TEXTO DE ESTUDO
^^^^^^^^^^^^^^^^

Antes fossem casos isolados as cenas recentes de violência injustificável da Polícia Militar de São Paulo, como tergiversa o secretário da Segurança Pública, Guilherme Derrite. Mas não: o próprio governador Tarcísio de Freitas (Republicanos), que o escolheu, teve de considerar absurdo o ocorrido sob seu comando.
Melhor dizendo, falta de comando. Derrite —um ex-integrante da Rota, tropa da PM historicamente conhecida pela letalidade— estimula a convicção de impunidade entre os subordinados ao enfraquecer o uso de câmeras nas fardas dos agentes, privilegiar oficiais daquela unidade violenta e suspender o afastamento das ruas de profissionais envolvidos em mortes.

^^^^^^^^^^^^^^^^

DADOS REGISTRADOS
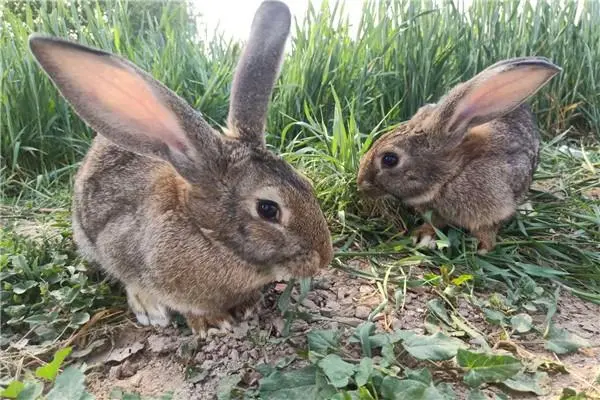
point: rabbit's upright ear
(125, 104)
(257, 71)
(494, 92)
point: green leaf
(438, 308)
(31, 391)
(483, 367)
(226, 386)
(79, 319)
(305, 383)
(337, 370)
(462, 279)
(394, 389)
(364, 331)
(69, 385)
(23, 286)
(528, 383)
(436, 347)
(50, 370)
(321, 341)
(13, 389)
(494, 316)
(521, 322)
(561, 341)
(364, 371)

^^^^^^^^^^^^^^^^

TAREFA 1
Segundo o texto de estudo, de qual tropa da PM Guilherme Derrite foi integrante?
TAREFA 2
Redigite literalmente o trecho do texto de estudo que se inicia com as palavras "Antes fossem casos" e se encerra com "sob seu comando.".
TAREFA 3
Indique, para cada afirmação, se ela está de acordo com o texto de estudo, respondendo sim ou não e citando literalmente as palavras que decidem a questão:
(a) Guilherme Derrite ocupa o cargo de secretário da Segurança Pública.
(b) O governador Tarcísio de Freitas julgou normal o ocorrido sob seu comando.
(c) Derrite reforçou o uso de câmeras nas fardas dos agentes.

RESPOSTA ESPERADA 1
Da Rota.

RESPOSTA ESPERADA 2
Antes fossem casos isolados as cenas recentes de violência injustificável da Polícia Militar de São Paulo, como tergiversa o secretário da Segurança Pública, Guilherme Derrite. Mas não: o próprio governador Tarcísio de Freitas (Republicanos), que o escolheu, teve de considerar absurdo o ocorrido sob seu comando.

RESPOSTA ESPERADA 3
(a) Sim: "o secretário da Segurança Pública, Guilherme Derrite".
(b) Não: "teve de considerar absurdo o ocorrido sob seu comando".
(c) Não: "ao enfraquecer o uso de câmeras nas fardas dos agentes".